(EXERCISE GOAL): Rewrite the stretch from the first line through the line containing "112 133 L 109", swapping "orange" for "saffron" and leaving everything else untouched.
## Start
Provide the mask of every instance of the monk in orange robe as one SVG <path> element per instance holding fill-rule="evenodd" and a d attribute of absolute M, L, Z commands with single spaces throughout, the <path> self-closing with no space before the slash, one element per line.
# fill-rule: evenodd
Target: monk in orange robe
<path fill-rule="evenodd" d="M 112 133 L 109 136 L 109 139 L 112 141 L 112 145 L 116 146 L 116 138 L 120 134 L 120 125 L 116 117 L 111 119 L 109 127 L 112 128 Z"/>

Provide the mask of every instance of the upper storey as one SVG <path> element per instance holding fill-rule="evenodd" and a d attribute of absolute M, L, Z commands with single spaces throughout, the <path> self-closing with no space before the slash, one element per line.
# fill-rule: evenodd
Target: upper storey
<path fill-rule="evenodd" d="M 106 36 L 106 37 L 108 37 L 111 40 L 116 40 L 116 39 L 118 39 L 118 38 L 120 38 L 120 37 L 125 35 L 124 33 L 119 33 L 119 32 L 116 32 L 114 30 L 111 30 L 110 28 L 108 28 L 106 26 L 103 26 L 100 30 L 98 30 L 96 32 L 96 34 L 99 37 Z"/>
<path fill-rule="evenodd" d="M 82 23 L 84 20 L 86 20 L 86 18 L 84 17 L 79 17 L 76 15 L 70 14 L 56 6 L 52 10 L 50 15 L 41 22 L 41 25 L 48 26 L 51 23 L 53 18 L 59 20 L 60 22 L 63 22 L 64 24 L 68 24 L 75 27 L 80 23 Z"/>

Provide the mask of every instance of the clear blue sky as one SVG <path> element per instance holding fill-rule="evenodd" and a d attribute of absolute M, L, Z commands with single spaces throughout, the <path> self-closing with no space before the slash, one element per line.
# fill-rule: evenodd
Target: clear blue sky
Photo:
## End
(CORRECT ANSWER):
Provide the mask of every instance of the monk in saffron robe as one SVG <path> element per instance holding fill-rule="evenodd" and a d attribute of absolute M, L, Z commands with single spaces throughout, the <path> self-closing with no space before the slash, one element per line.
# fill-rule: evenodd
Target: monk in saffron robe
<path fill-rule="evenodd" d="M 112 133 L 109 136 L 109 139 L 112 141 L 112 145 L 116 146 L 116 138 L 120 134 L 120 125 L 116 117 L 111 119 L 109 127 L 112 128 Z"/>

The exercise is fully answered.